>>

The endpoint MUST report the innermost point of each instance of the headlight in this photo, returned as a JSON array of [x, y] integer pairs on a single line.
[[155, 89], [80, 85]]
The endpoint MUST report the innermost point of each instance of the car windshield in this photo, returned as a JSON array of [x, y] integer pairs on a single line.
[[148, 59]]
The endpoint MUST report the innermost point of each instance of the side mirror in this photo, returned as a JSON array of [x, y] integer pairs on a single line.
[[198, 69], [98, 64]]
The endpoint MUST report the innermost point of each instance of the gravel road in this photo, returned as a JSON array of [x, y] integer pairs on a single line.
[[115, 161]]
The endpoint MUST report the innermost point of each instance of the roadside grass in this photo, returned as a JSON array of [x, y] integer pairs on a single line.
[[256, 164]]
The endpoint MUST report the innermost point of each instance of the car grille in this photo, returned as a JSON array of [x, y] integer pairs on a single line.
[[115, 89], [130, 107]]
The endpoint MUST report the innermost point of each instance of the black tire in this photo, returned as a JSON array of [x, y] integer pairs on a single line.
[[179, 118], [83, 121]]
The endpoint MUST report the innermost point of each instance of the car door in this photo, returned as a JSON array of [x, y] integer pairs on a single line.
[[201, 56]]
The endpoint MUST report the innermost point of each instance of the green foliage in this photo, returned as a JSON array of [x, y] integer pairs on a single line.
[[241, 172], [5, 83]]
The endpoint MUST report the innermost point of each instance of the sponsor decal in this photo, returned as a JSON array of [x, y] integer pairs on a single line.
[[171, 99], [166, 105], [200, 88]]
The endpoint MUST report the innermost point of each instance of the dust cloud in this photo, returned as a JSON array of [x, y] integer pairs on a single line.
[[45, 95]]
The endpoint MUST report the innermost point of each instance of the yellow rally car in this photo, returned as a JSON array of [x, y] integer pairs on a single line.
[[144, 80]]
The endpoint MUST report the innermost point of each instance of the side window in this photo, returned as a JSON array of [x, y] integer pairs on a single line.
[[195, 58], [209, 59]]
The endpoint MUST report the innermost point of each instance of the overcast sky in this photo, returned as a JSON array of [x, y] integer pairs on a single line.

<<

TASK REQUIREMENTS. Please transcribe the lines from the one containing "the car grille" through the last line of the records. Include both ends and nothing else.

OUTPUT BELOW.
The endpoint MUST report the innermost point of each instance of the car grille in this photo, returned as a JSON array of [x, y] integer pairs on a single line.
[[115, 89], [130, 107]]
The endpoint MUST report the innermost point of each instance of the black tire in this photo, returned as a JSON array of [x, y] integer pairs on a single line.
[[179, 118], [83, 121]]
The endpoint MUST report the innermost point of each instance of the car door in this photo, returned as a JSON array of [x, y] integer pairs on a single line.
[[201, 56]]
The endpoint MUST report the innermost point of each instance of the green foliage in this photo, returned as a JSON array of [x, y] integer pairs on a single line.
[[241, 172], [5, 83]]
The endpoint MUST report the innermost point of each instance of the sponsor decal in this photo, returned as a JSON array of [x, y] integer pairs on a single line.
[[171, 99], [166, 105], [200, 88]]
The endpoint MUST report the innermost point of each instance of the dust cloud in this photo, returned as a JSON array of [x, y] integer pairs on a single line.
[[45, 95]]
The endpoint MUST report the innermost point of each instance of the yellow rally car in this photo, returned as a JSON array of [x, y] integer pairs on a single line.
[[144, 80]]
The endpoint MUST report the innermost point of each instance of the side window in this photo, returned as a JSON array of [x, y] integer pairs on a single line.
[[195, 58], [209, 59]]
The endpoint MUST report the innermost point of each instance of the overcast sky in this photo, returned as a JSON array of [x, y] integer pairs on a single line.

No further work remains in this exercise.